◆ **AUSGEWÄHLTER TEXT**:
□ □ □ □ □ □ □

Glucosamin ist eine Vorstufe von Glycosaminoglycan, von dem angenommen wird, dass es eine Rolle beim Wachstum von Knorpel und dessen Reparatur spielt. Chondroitin ist Teil eines großen Proteoglykanmoleküls, das dem Knorpel Flexibilität verleiht und vermutlich Enzyme hemmt, die den Knorpel abbauen. Glucosamin wird zur Behandlung von Arthrose eingesetzt, einer Krankheit, die durch die Degeneration des hyalinen Gelenkknorpels entsteht und zum Verlust des Knorpels führt. Osteoarthritis ist in der Allgemeinbevölkerung sehr verbreitet, insbesondere bei älteren Menschen. Sie führt zu einer erheblichen Morbidität aufgrund von Schmerzen und Funktionseinschränkungen der Gelenke sowie zu erhöhten Kosten für das Gesundheitswesen. Der Grund für die Verwendung von Glucosamin oder Chondroitinsulfat bei diesen Patienten liegt in der Annahme, dass Arthrose mit einem Mangel an wichtigen natürlichen Substanzen einhergeht und diese Produkte ein Substrat für die Synthese der Knorpelmatrix liefern. Außerdem bieten sie Schutz vor Enzymen, die den Knorpel abbauen. In einigen randomisierten, placebokontrollierten Studien, in denen Glucosamin verwendet wurde, wurde ein Rückgang der Arthrose-Symptome in der Gruppe, die Glucosamin erhielt, im Vergleich zur Kontrollgruppe festgestellt, in anderen jedoch nicht. In diesen Studien wurden keine Nebenwirkungen im Zusammenhang mit der Leber beobachtet. In der Cochrane-Überprüfung von 2005 wurde berichtet, dass in älteren und weniger hochwertigen Studien die Wirkung von Placebo größer war, während die Schmerzlinderung bei Patienten, die Glucosamin oder Placebo erhielten, in Studien von besserer Qualität ähnlich war. In Europa sind die verschiedenen Präparate, die Glucosamin oder Chondroitin allein oder in Kombination enthalten, verschreibungspflichtig, aber in Nordamerika können sie als Nahrungsergänzungsmittel ohne Rezept gekauft werden, was ein zusätzliches Risiko möglicher unerwünschter Wirkungen birgt, da die Arzneimittel ohne ärztliche Beurteilung eingenommen werden oder schlecht gereinigt sind.
Milde Formen der Hepatotoxizität können unerkannt bleiben, da bei Patienten, die vor und während der Behandlung mit Glucosamin- oder Chondroitinsulfat über Gelenkschmerzen klagen, kein klinischer Befund vorliegt und keine Laboranalysen durchgeführt werden. Unsere Beobachtungen legen nahe, dass diese Produkte als mögliche Ursache für die analytischen Veränderungen bei Patienten, die mit diesen Arzneimitteln behandelt werden und eine Veränderung der Transaminasenwerte aufweisen, in Betracht gezogen werden sollten. In diesen Fällen scheint es gerechtfertigt, die Behandlung mit diesen Arzneimitteln abzubrechen, da ihre therapeutische Wirksamkeit gering oder fraglich ist und die Möglichkeit besteht, dass sich bei fortgesetzter Einnahme schwerere Leberschäden entwickeln.

□ □ □ □ □ □ □

◆ **ANGEZEIGTE DATEN**:
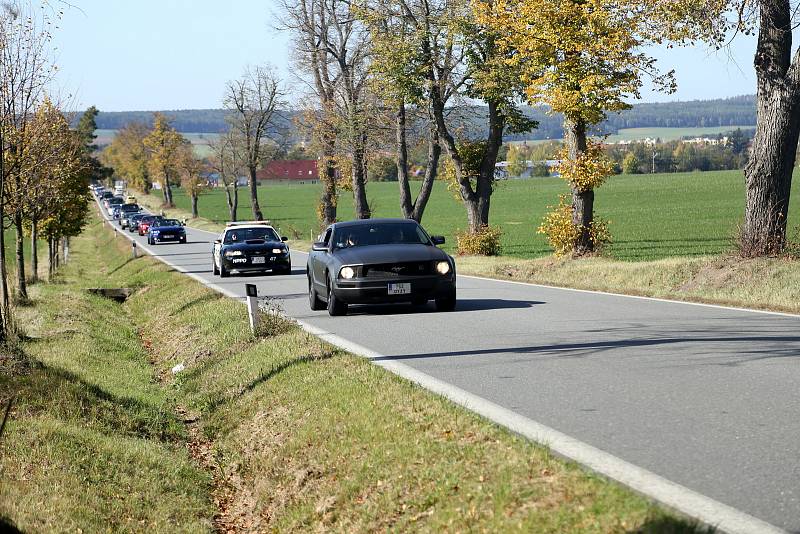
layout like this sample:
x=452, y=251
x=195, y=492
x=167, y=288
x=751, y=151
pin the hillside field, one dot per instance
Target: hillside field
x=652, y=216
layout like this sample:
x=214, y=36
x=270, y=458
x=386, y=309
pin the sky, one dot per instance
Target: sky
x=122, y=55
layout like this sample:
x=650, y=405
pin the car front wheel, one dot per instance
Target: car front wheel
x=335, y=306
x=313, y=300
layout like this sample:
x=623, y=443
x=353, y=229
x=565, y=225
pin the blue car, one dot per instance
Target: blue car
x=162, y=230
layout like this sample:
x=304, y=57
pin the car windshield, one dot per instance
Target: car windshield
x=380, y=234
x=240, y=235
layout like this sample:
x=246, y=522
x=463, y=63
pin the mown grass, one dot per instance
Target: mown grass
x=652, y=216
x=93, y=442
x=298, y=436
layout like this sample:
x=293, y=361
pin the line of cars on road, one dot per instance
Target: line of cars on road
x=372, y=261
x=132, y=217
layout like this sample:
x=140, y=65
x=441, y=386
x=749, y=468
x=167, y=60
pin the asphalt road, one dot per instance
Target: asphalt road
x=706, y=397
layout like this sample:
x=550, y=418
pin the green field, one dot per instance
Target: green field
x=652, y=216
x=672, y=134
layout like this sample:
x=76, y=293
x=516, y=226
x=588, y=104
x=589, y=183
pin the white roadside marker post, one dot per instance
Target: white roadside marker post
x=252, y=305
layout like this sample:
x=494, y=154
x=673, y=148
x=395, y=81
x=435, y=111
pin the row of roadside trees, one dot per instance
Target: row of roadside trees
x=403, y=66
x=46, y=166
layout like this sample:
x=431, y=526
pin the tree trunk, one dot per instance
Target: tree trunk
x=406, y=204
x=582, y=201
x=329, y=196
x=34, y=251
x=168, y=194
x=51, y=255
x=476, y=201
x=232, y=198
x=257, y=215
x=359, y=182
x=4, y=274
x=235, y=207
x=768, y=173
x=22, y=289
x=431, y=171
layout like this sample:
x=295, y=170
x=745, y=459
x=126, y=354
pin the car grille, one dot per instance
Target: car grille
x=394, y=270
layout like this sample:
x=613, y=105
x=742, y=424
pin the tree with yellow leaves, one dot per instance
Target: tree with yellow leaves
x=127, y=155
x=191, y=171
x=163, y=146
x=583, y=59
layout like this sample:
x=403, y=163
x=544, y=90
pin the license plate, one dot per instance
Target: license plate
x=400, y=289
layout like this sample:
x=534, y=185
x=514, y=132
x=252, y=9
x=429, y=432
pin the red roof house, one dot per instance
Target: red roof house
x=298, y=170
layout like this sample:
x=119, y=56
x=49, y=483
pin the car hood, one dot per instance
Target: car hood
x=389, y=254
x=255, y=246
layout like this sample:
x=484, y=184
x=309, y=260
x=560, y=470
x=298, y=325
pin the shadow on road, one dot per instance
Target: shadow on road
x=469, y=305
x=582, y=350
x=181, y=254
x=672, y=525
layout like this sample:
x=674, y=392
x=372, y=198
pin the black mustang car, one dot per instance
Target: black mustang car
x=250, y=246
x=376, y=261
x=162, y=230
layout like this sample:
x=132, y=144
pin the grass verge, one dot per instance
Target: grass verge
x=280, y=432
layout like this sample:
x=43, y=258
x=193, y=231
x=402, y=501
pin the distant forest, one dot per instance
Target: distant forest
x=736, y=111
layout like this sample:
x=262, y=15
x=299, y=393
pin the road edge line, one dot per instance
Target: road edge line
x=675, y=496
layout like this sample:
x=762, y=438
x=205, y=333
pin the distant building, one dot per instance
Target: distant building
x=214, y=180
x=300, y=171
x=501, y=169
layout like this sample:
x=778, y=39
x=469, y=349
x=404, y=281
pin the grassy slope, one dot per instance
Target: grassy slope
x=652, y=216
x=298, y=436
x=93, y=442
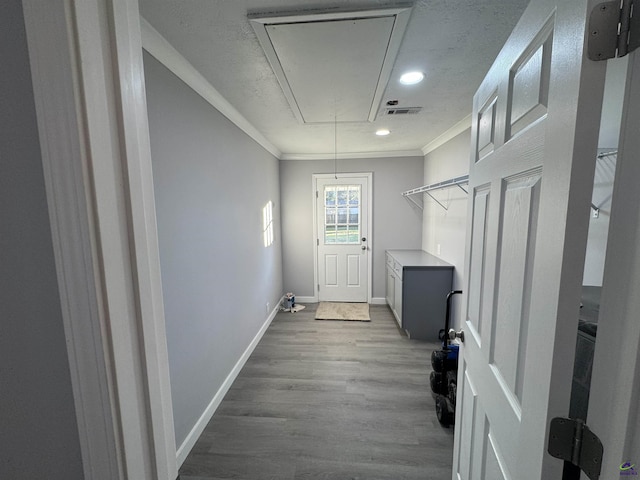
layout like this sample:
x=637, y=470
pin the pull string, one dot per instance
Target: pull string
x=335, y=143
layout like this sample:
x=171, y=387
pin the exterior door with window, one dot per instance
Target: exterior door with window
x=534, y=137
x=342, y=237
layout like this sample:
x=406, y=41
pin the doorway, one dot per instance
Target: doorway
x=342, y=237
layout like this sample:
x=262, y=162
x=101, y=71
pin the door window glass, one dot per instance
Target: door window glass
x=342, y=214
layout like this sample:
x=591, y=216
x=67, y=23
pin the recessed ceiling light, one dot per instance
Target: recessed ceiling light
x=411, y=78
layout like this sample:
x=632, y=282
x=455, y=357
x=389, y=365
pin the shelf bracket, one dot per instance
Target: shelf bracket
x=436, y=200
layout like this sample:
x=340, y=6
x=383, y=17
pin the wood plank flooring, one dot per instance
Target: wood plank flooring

□ □ □ □ □ □ □

◆ **DEINE AUFGABE**: Schreibe aus dem Text über Glucosamin und Chondroitin die Stelle von „Milde Formen der“ bis „schwerere Leberschäden entwickeln.“ wortgetreu ab.

◆ **ENDGÜLTIGE ANTWORT**:
Milde Formen der Hepatotoxizität können unerkannt bleiben, da bei Patienten, die vor und während der Behandlung mit Glucosamin- oder Chondroitinsulfat über Gelenkschmerzen klagen, kein klinischer Befund vorliegt und keine Laboranalysen durchgeführt werden. Unsere Beobachtungen legen nahe, dass diese Produkte als mögliche Ursache für die analytischen Veränderungen bei Patienten, die mit diesen Arzneimitteln behandelt werden und eine Veränderung der Transaminasenwerte aufweisen, in Betracht gezogen werden sollten. In diesen Fällen scheint es gerechtfertigt, die Behandlung mit diesen Arzneimitteln abzubrechen, da ihre therapeutische Wirksamkeit gering oder fraglich ist und die Möglichkeit besteht, dass sich bei fortgesetzter Einnahme schwerere Leberschäden entwickeln.